— begin —
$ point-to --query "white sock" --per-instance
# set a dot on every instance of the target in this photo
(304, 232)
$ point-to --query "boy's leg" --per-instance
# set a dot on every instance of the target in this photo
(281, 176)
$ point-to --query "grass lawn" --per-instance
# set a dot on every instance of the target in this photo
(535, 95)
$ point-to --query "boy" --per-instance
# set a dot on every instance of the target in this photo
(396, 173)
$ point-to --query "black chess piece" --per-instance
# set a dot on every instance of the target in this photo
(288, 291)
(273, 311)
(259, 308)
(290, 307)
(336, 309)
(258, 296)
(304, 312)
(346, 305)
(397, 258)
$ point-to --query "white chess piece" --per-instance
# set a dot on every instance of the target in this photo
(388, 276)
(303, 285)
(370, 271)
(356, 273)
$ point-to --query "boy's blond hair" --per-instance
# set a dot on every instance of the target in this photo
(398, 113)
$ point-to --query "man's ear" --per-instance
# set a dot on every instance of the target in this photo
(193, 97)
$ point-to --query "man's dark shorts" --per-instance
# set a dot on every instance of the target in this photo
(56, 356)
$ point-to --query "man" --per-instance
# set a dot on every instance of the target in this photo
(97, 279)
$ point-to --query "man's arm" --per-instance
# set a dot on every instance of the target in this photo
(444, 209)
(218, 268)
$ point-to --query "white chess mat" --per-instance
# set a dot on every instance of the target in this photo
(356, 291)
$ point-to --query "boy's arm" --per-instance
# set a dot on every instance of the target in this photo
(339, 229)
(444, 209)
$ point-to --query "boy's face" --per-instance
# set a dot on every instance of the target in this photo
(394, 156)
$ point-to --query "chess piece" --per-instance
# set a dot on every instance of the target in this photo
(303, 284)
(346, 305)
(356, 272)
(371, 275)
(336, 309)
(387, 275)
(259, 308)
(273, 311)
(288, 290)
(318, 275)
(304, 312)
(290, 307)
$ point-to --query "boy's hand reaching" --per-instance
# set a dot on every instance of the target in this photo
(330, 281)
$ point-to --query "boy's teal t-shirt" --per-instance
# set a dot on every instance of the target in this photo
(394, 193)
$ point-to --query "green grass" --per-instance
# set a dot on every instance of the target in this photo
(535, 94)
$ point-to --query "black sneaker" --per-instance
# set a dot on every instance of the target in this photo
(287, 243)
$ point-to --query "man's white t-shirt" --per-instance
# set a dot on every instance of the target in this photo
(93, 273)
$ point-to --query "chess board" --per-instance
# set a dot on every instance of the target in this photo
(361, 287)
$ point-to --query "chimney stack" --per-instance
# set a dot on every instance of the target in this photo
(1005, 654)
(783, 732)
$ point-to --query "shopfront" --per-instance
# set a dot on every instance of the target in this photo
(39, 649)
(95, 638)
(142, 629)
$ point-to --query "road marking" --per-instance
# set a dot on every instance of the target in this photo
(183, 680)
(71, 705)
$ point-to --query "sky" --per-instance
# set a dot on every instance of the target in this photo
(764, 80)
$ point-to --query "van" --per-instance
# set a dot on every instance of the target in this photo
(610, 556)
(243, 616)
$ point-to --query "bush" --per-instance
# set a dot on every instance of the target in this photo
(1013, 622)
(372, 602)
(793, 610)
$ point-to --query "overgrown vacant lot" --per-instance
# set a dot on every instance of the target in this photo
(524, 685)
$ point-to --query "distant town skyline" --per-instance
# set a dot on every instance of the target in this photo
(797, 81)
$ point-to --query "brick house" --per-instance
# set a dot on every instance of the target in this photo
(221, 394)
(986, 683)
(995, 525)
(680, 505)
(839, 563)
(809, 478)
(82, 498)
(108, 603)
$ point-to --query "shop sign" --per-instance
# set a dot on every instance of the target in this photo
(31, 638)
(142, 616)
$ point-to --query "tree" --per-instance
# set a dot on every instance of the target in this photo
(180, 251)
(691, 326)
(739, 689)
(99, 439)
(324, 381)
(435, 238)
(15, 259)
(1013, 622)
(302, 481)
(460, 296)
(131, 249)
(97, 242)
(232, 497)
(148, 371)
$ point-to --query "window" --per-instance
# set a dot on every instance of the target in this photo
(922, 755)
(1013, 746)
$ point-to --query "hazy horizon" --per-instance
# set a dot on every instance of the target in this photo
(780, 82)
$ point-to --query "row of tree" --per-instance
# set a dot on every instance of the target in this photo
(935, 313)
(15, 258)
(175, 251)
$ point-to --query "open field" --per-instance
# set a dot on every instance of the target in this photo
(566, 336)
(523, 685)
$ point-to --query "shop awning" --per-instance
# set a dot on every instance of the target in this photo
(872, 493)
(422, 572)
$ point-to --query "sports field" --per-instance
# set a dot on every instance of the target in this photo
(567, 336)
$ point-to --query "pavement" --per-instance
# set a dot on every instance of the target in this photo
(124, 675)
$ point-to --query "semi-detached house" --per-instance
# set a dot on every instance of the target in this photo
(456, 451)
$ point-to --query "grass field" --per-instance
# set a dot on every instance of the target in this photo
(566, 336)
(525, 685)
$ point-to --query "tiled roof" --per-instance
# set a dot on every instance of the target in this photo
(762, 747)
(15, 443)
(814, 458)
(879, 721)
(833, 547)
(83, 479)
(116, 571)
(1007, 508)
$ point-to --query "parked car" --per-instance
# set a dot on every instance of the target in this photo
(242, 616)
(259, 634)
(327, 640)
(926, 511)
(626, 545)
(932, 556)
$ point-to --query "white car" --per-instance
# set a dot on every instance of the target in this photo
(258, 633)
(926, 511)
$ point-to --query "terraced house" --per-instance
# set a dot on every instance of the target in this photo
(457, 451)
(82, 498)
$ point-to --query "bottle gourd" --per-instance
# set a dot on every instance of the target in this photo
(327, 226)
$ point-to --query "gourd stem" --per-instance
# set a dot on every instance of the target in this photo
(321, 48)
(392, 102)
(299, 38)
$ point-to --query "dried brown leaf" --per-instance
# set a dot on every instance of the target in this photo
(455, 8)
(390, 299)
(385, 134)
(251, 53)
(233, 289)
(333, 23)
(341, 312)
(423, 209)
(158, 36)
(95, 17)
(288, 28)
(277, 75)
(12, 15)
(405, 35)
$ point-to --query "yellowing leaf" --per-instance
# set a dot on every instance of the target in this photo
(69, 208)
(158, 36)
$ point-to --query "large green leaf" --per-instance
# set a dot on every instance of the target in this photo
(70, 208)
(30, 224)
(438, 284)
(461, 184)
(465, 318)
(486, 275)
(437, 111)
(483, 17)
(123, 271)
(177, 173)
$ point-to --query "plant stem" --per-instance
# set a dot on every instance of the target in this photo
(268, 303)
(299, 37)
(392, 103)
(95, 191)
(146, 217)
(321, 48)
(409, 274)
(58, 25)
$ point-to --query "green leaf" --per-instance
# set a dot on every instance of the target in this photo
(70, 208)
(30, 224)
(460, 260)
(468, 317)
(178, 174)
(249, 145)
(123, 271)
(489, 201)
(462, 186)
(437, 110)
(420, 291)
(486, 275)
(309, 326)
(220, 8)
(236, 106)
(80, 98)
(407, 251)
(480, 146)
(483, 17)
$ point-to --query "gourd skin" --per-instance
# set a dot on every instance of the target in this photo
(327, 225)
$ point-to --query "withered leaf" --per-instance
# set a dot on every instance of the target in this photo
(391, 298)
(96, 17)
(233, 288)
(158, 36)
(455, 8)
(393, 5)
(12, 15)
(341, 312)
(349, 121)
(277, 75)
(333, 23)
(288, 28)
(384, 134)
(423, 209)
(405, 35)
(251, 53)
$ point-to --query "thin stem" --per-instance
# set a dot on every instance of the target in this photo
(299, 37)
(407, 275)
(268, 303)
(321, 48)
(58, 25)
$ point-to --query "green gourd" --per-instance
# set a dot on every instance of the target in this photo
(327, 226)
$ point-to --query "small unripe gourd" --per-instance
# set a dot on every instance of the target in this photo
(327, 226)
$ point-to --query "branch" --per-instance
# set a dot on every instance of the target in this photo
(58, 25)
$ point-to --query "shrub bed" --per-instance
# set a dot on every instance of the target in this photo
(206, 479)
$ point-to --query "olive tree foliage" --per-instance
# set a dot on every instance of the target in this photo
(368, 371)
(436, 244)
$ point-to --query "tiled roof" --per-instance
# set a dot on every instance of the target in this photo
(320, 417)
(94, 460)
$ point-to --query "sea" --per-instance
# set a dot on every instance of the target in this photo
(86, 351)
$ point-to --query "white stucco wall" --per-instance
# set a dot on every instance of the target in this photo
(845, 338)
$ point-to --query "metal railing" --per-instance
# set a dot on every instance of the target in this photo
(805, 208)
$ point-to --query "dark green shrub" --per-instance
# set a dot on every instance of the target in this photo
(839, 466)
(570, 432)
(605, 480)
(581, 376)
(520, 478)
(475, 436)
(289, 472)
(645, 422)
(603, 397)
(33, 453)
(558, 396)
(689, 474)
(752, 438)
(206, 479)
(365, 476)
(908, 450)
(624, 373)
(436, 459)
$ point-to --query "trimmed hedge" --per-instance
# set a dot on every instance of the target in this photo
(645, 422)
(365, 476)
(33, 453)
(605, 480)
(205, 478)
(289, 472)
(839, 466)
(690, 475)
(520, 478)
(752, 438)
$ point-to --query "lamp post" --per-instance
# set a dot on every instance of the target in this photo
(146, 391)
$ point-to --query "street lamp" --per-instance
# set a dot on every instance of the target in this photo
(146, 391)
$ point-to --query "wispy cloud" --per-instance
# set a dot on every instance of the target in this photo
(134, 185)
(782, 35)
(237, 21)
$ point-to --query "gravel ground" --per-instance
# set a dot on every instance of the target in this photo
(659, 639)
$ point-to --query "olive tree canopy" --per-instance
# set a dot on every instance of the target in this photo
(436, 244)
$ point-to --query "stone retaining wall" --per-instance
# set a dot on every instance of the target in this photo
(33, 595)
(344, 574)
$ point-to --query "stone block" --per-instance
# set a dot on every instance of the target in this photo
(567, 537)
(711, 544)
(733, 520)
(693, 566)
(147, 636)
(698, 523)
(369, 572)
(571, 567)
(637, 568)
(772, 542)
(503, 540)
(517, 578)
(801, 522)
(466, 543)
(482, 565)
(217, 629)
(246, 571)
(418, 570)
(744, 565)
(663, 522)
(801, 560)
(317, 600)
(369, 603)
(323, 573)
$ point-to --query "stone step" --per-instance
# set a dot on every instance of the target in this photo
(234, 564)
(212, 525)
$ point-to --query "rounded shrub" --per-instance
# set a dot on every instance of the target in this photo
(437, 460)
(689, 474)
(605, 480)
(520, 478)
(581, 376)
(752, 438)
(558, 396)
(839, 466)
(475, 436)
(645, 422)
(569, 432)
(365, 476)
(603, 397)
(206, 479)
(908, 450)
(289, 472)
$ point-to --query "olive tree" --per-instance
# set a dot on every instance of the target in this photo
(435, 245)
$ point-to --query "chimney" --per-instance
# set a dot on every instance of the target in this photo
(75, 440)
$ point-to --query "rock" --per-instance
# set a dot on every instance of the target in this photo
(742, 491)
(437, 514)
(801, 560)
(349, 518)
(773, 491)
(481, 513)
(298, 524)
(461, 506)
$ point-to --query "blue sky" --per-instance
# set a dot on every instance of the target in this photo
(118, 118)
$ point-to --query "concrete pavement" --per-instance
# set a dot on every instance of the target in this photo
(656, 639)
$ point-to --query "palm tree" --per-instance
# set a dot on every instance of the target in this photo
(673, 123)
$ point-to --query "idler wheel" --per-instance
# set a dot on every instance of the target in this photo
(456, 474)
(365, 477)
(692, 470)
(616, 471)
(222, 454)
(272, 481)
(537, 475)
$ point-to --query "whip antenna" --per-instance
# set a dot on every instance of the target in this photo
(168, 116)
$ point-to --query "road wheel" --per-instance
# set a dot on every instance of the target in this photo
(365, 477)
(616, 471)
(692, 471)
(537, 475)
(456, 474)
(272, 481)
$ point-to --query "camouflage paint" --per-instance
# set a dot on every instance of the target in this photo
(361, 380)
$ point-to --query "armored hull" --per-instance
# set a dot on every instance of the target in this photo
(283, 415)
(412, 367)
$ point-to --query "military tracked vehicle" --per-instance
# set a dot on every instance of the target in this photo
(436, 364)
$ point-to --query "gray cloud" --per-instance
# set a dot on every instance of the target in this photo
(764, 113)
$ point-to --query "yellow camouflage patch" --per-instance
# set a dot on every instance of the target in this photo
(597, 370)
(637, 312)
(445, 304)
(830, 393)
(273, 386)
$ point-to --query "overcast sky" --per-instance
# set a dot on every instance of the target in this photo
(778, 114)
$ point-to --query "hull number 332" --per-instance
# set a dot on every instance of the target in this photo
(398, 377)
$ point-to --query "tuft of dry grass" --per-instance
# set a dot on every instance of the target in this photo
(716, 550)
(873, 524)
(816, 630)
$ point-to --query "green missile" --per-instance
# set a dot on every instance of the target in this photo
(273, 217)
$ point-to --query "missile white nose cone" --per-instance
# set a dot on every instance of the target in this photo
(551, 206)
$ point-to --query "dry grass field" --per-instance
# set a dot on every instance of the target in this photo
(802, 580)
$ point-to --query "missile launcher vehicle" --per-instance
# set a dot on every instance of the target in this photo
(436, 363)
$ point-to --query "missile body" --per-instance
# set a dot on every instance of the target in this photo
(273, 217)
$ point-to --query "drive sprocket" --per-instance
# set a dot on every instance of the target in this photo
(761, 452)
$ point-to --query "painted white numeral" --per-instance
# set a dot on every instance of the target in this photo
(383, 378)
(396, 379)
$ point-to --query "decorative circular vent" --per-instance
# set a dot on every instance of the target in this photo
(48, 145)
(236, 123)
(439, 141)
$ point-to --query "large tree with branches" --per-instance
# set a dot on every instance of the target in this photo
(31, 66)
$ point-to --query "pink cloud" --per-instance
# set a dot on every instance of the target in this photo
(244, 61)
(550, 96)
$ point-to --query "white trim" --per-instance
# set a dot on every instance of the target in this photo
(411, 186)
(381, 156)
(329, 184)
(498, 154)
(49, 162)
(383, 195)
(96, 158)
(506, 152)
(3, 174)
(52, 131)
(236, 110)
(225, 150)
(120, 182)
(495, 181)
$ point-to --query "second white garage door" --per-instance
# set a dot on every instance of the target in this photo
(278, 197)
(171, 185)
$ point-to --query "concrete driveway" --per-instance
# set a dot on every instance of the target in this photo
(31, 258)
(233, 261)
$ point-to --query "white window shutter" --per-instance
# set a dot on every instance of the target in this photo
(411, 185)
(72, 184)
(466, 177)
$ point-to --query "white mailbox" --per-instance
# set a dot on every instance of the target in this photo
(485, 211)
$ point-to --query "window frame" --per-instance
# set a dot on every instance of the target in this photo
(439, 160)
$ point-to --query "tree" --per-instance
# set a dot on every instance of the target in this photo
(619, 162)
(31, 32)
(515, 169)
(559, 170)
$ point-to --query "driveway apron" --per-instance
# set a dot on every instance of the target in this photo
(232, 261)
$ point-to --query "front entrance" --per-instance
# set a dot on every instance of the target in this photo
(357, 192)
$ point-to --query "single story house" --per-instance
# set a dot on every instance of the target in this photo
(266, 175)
— end —
▶ _Exercise_
Which lines in the records contain the word "shirt"? Gather every one of them and copy each line in full.

▶ _Output of the task_
$ point-to --query "boy's teal t-shirt" --per-instance
$ point-to --query "man's white t-shirt" --per-instance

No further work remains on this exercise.